Professor Eileen McLaughlin, Professor Kathy Clapham, Professor Bronwyn Fredericks and Professor Patricia Davidson in front of a media wall. They all wear graduation gowns and caps. Photo: Andy Zakeli Professor Eileen McLaughlin, Executive Dean of the Faculty of Science, Medicine and Health, Professor Kathy Clapham, Professor Bronwyn Fredericks, and Vice-Chancellor and President Professor Patricia M Davidson.

Professor Fredericks is a research lead in the health node of the Australian Research Council (ARC)-funded National Indigenous Researchers and Knowledges Network and a member of the Australian Institute of Aboriginal and Torres Strait Islander Studies Research Advisory Committee. Her other memberships include Board Member of the Central Queensland Regional Aboriginal and Islander Health Organisation and the Beyond Blue National Research Advisory Committee.   

In 2022, she was the recipient of the inaugural National NAIDOC Award in Education, in recognition of her many years of service and hard work in education. Three years earlier, in 2019, she was the Inaugural Awardee of the National Award for Indigenous Health from the Public Health Association of Australia.

Natural language region descriptions:
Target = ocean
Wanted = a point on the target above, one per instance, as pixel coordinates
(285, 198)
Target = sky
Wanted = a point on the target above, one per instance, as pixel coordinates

Required actions:
[1] According to the text about Professor Fredericks, what award did she receive in 2019, and from which organization?
[2] Continue the text about Professor Fredericks from the point where it stops.

Responses for each task:
[1] She was the Inaugural Awardee of the National Award for Indigenous Health from the Public Health Association of Australia.

[2]
Amongst her many other awards, Professor Fredericks received a dual award with Dr Odette Best of QUT for the 2015 Tertiary (Wholly Australian) Teaching and Learning Resource Award at the Educational Publishing Awards. The book, titled Yatdjuligin Aboriginal and Torres Strait Islander Nursing and Midwifery Care, was the first text written by Indigenous midwives, nurses and health professionals, addressing Indigenous health issues, but written for the broader audience of Australian nursing and midwifery students.  

It is in research that Professor Fredericks has forged strong ties with UOW. She has worked extensively with Professor Kathleen Clapham on research and grants, including on the National Indigenous Researchers and Knowledges Network, and with former UOW researcher Dr Marlene Longbottom on projects focused on violence against women.  

Professor Fredericks and Professor Clapham  are currently collaborating on an NSW Health grant, with UOW’s Ngarruwan Ngadju, on research into A Place-Based Pandemic Response to the Strengths and Vulnerabilities of Aboriginal Communities in South-Eastern New South Wales.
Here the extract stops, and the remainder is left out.